What is expected
Swap "even-odd rule" for "nonzero rule" everywhere in the lines below and leave everything else as it is. Leave the pictures out of your reply.

────────

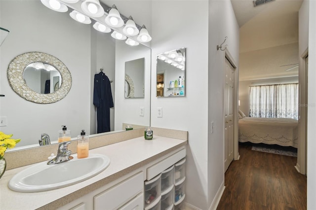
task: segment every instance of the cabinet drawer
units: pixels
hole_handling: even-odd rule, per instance
[[[175,163],[186,156],[186,149],[183,149],[147,169],[147,180],[161,173]]]
[[[119,209],[119,210],[143,210],[144,209],[144,193]]]
[[[144,190],[144,173],[140,172],[94,196],[94,209],[117,209]]]

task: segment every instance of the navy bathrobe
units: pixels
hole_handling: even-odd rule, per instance
[[[103,72],[94,75],[93,104],[97,107],[98,134],[110,131],[110,108],[114,106],[111,82]]]

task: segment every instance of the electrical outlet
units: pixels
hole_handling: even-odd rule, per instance
[[[157,107],[158,117],[162,117],[162,107]]]
[[[139,116],[144,116],[144,106],[141,106],[139,109]]]
[[[0,127],[6,126],[7,125],[6,117],[0,117]]]

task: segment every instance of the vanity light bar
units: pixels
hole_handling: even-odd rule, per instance
[[[100,0],[41,0],[42,3],[46,6],[49,1],[58,2],[66,7],[67,10],[68,9],[68,7],[74,9],[74,11],[72,12],[73,14],[70,15],[72,18],[78,22],[89,24],[91,23],[91,18],[98,23],[96,23],[93,25],[95,30],[103,33],[110,33],[113,30],[122,35],[121,38],[118,38],[117,35],[112,35],[115,38],[125,40],[129,36],[125,43],[130,46],[137,46],[139,44],[139,42],[148,42],[152,40],[152,37],[144,25],[141,27],[134,22],[131,16],[127,18],[120,14],[115,4],[110,7]],[[58,11],[51,7],[47,7]],[[113,12],[111,12],[111,10]],[[114,13],[114,19],[111,21],[109,16],[113,13]],[[118,25],[115,24],[116,22],[118,22]],[[104,31],[104,27],[103,26],[105,26],[106,28],[108,27],[108,29]],[[123,28],[121,29],[121,27]],[[123,33],[126,35],[123,35]]]

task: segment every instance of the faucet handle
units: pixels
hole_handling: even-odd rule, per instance
[[[58,146],[58,152],[68,150],[68,145],[71,143],[71,142],[70,141],[66,141],[60,143]]]

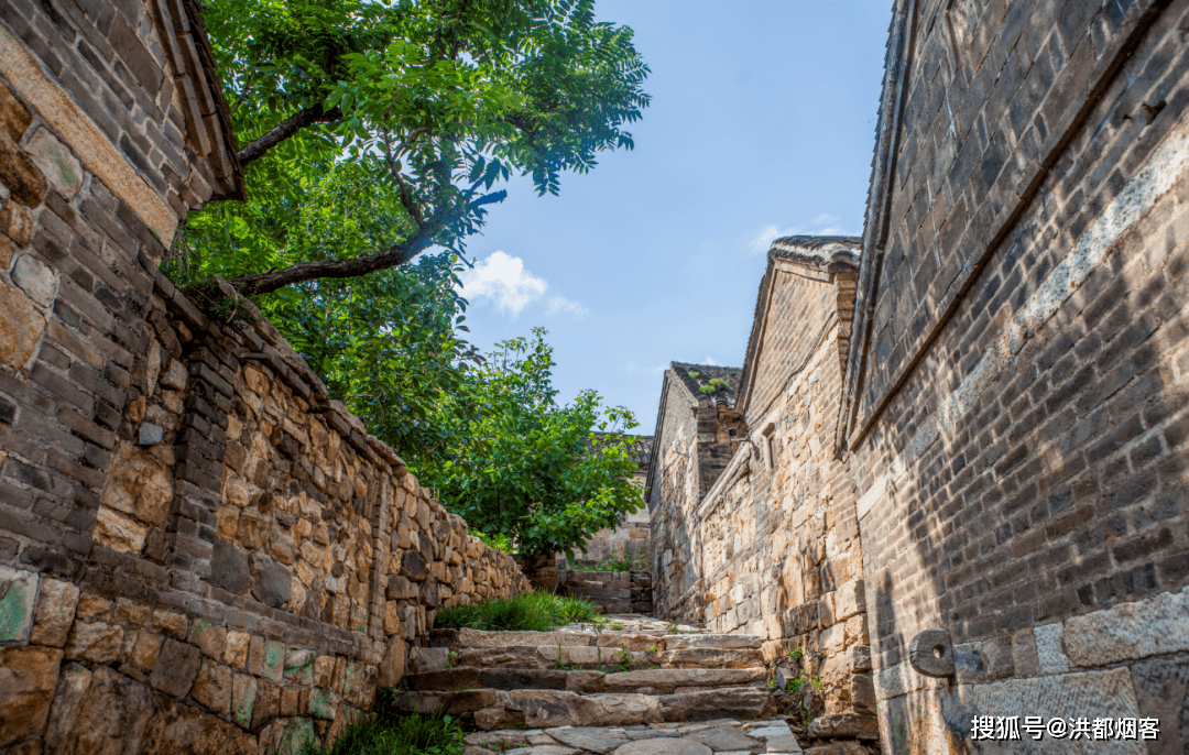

────────

Exercise result
task: segment every instance of the cabinet drawer
units: pixels
hole_handling: nonzero rule, per instance
[[[175,163],[186,156],[186,149],[183,149],[147,169],[147,180],[161,173]]]
[[[119,209],[119,210],[143,210],[144,209],[144,193]]]
[[[144,190],[144,173],[140,172],[94,196],[94,209],[117,209]]]

task: segment every instance of the navy bathrobe
units: pixels
hole_handling: nonzero rule, per instance
[[[103,72],[94,75],[93,104],[97,107],[98,134],[110,131],[110,108],[114,106],[111,82]]]

task: segment every instance of the electrical outlet
units: pixels
hole_handling: nonzero rule, per instance
[[[157,107],[158,117],[162,117],[162,107]]]
[[[139,116],[144,116],[144,106],[141,106],[139,109]]]
[[[0,127],[6,126],[7,125],[6,117],[0,117]]]

task: segment every instance of the vanity light bar
units: pixels
hole_handling: nonzero rule, per instance
[[[100,0],[41,0],[42,3],[46,6],[49,1],[58,2],[66,7],[67,10],[68,9],[68,7],[74,9],[74,11],[72,12],[73,14],[70,15],[72,18],[78,22],[89,24],[91,23],[91,18],[98,23],[96,23],[93,25],[95,30],[103,33],[110,33],[113,30],[122,35],[121,38],[118,38],[117,35],[112,35],[115,38],[125,40],[129,36],[125,43],[130,46],[137,46],[139,44],[139,42],[148,42],[152,40],[152,37],[144,25],[141,27],[134,22],[131,16],[127,18],[120,14],[115,4],[110,7]],[[58,11],[51,7],[47,7]],[[113,12],[111,12],[111,10]],[[114,13],[114,19],[111,21],[109,16],[113,13]],[[118,25],[115,24],[116,22],[118,22]],[[104,31],[104,27],[103,26],[105,26],[106,28],[108,27],[108,29]],[[123,28],[121,29],[121,27]],[[123,33],[126,35],[123,35]]]

task: segment every instance of the faucet handle
units: pixels
hole_handling: nonzero rule, per instance
[[[58,146],[58,152],[68,150],[68,145],[71,143],[71,142],[70,141],[66,141],[60,143]]]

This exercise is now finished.